**Aim A:**
Answer these questions about the text on shipbuilder David Carll, one answer per line:
(i) In what year did Carll marry Hannah Amelia Denton?
(ii) Under whom did Carll and his brother apprentice in 1849?
(iii) In which town did his brother Jesse Carll have a successful shipyard?
**Aim B:** Render this sentence from the text on shipbuilder David Carll in French: "He specialized in shallow draft Centreboard schooners."
**Aim C:** Output the passage of the text on shipbuilder David Carll starting with "In 1849, Carll" and going on through "D & J. Carl.", unchanged.

David Carll (October 9, 1830 –December 27, 1888) was a 19th-century American shipbuilder. He was well known for building fast and seaworthy yachts and schooners. He specialized in shallow draft Centreboard schooners. The David Carll's shipyard was the first commercial shipyard built in City Island. He built the popular schooners David Carll, Vesta, Resolute, and Ambassadress. His brother, Jesse Carll had a successful shipyard in Northport, New York.

Early life

David Carll was born in Northport, New York, on October 9, 1830. He was the son of Jesse E. Carll, Jr., and Susan Scudder Smith. He had two brothers, Jesse and Henry Carll. He married Hannah Amelia Denton in 1861 at Christ's First Presbyterian Church, Nassau County, New York. They had three daughters Susie D. Rich, Minnie Estelle Harrington, Jesse Anita Carll and one son David Carll Jr. Carll was a founding member of Jephtha Masonic Lodge No. 494 in Huntington, New York, along with his brother Jesse Carll in 1860.

Career

Carll was well known for building fast and seaworthy yachts and schooners. He specialized in shallow draft Centreboard schooners. David Carll's shipyard was the first commercial shipyard built in City Island. He built the popular schooners Vesta, Resolute, and Ambassadress.

In 1849, Carll and his brother apprenticed under James and Lloyd Bayles shipbuilders of Port Jefferson, New York. In 1854, Carll and his brother Jesse Carll, began shipbuilding in Northport, off Woodbine Avenue, under the firm name D & J. Carl.

**Data records:**
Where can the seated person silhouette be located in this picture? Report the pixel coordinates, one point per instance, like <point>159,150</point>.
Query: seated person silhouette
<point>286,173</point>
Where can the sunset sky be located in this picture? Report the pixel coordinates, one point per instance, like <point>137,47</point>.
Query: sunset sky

* * *

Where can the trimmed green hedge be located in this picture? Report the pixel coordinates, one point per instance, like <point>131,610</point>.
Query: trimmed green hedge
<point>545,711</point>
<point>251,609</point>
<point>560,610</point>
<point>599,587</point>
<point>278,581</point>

---

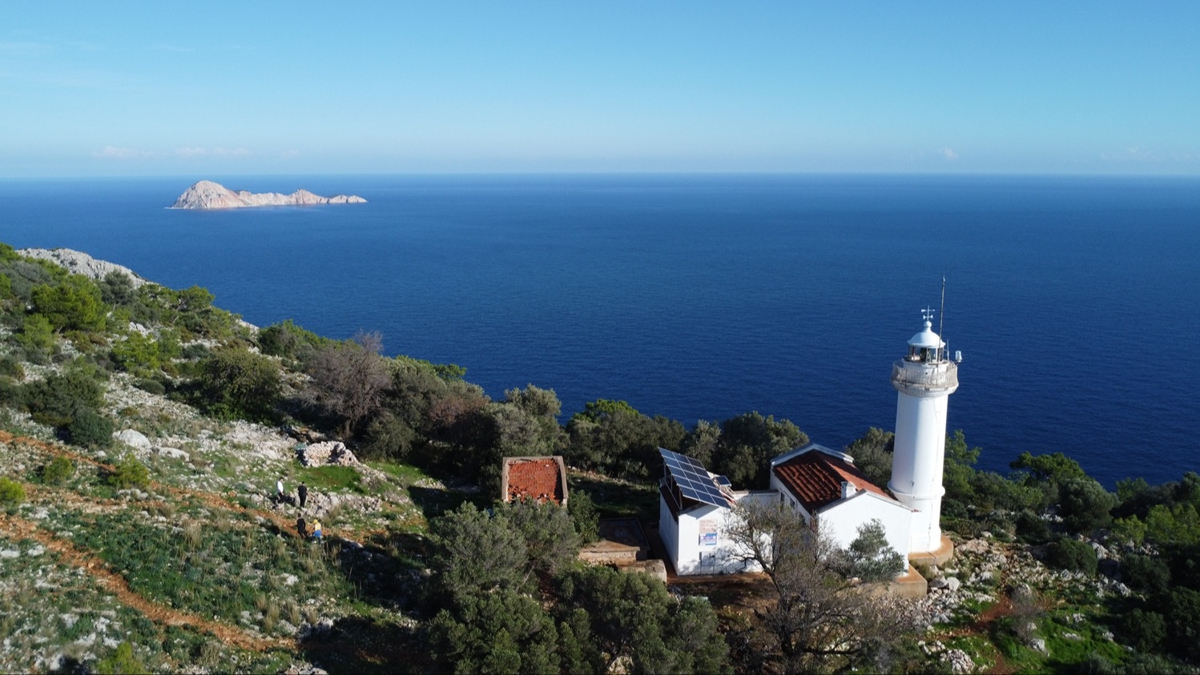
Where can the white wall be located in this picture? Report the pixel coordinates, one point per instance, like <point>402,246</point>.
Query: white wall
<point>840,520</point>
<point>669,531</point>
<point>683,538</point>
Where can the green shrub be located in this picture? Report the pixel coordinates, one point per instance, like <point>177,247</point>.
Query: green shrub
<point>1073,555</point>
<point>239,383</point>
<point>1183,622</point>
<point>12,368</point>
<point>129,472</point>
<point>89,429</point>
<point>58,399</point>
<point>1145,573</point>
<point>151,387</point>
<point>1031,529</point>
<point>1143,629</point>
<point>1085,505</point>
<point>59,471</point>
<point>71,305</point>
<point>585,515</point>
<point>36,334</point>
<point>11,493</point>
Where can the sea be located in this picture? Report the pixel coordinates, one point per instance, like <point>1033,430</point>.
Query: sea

**Correct response A:**
(i) 1861
(ii) James and Lloyd Bayles shipbuilders of Port Jefferson, New York
(iii) Northport, New York

**Correct response B:** Il s'est spécialisé dans les goélettes à dérive à faible tirant d'eau.

**Correct response C:**
In 1849, Carll and his brother apprenticed under James and Lloyd Bayles shipbuilders of Port Jefferson, New York. In 1854, Carll and his brother Jesse Carll, began shipbuilding in Northport, off Woodbine Avenue, under the firm name D & J. Carl.